**Goals:**
[a] Please decide whether each statement below agrees with the devotional on hard hearts that follows, answering yes or no and quoting the deciding words from it. (i) The writer sat in front of a war memorial in church on Sunday. (ii) The devotional takes its passage from Hebrews 3:7-13. (iii) The devotional says people usually intend to become hard-hearted.
[b] Extend the devotional on hard hearts below, picking up right after its final sentence.

**Extracted text:**
— BEGIN —
Tuesday 16 October 2012

Your Heart - Hard or Huggable? (Hebrews - Day 7)

12 See to it, brothers and sisters, that none of you has a sinful, unbelieving heart that turns away from the living God. 13 But encourage one another daily, as long as it is called “Today,” so that none of you may be hardened by sin’s deceitfulness. (Hebrews 3:12-13)



A big old block of stone...hard, cold and very VERY dead.

On Sunday I was sat in front of a beautiful old war memorial in church - man it was cold - it was an anti-radiator - it gave off this chilliness which made me and a friend move away. We wanted to be warm but were made cold.

The passage from Hebrews today - 3:7-13 - is very clear:
DO NOT LET YOUR HEARTS GO HARD!

Our hearts can go hard for all sorts of reasons...bad habits, time away from God, deliberately avoiding doing what we know deep down is right to do, allowing resentment and anger to fester in our hearts, and on it goes. Rarely do we intend to be hard-hearted, but so often we look back and realise what we thought was 'growing up' or toughening up, has actually been a deadening. Do you notice what happens to make us die? In the verses above it says we turn away from the "living God" (v.12).
— END —
[Entries from a dataset]
— BEGIN —
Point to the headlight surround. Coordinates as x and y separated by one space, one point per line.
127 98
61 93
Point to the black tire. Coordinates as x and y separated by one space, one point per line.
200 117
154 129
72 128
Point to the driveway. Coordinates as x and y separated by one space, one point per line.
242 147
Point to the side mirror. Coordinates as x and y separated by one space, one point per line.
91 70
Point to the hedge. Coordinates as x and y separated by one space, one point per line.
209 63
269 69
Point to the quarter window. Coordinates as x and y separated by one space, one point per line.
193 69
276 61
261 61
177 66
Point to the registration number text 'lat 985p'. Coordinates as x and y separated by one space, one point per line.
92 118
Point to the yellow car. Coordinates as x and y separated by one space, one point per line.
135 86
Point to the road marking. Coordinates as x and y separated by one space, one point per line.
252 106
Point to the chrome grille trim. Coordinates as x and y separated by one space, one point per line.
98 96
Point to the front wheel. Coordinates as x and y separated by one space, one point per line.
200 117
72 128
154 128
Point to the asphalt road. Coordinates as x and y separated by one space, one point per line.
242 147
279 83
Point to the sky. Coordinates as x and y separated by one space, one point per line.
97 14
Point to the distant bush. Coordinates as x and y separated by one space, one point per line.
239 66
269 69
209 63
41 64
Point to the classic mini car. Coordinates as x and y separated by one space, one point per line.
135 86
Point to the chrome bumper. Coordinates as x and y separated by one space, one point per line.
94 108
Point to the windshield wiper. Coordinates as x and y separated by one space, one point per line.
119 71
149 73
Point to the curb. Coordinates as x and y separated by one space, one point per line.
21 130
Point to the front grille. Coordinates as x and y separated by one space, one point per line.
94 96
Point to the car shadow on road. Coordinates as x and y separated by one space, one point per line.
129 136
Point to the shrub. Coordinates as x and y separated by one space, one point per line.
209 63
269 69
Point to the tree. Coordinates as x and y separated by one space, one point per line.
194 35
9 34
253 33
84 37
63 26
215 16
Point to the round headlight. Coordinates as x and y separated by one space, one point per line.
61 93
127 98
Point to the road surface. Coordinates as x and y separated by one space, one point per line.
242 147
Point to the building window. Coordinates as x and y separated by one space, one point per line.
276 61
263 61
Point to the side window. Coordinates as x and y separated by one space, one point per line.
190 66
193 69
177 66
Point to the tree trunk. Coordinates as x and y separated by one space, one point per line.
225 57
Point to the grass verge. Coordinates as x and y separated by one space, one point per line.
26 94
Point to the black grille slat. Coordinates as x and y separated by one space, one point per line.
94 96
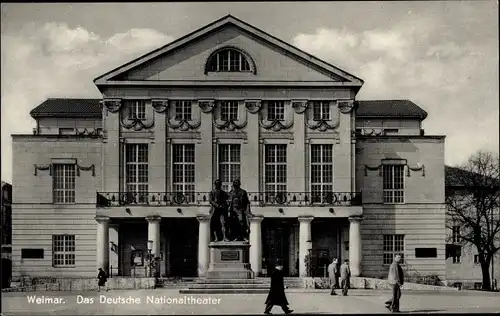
— END —
**Outputs for the tasks:**
[a]
(i) Yes: "On Sunday I was sat in front of a beautiful old war memorial in church"
(ii) Yes: "The passage from Hebrews today - 3:7-13 - is very clear"
(iii) No: "Rarely do we intend to be hard-hearted"

[b]
Turning away from something living implies, I'm afraid, that we might well turn to something dead - to something that won't give life, but take it.

How might you have been turning from God?


So what are we to do??

1. Encourage one another to live for God
2. Do it daily!

We are instructed to stand together.

I love our cell (small midweek church fellowship group that meets to get to know one another more, worship God, challenge one another from His word, and think through how to live in service of others)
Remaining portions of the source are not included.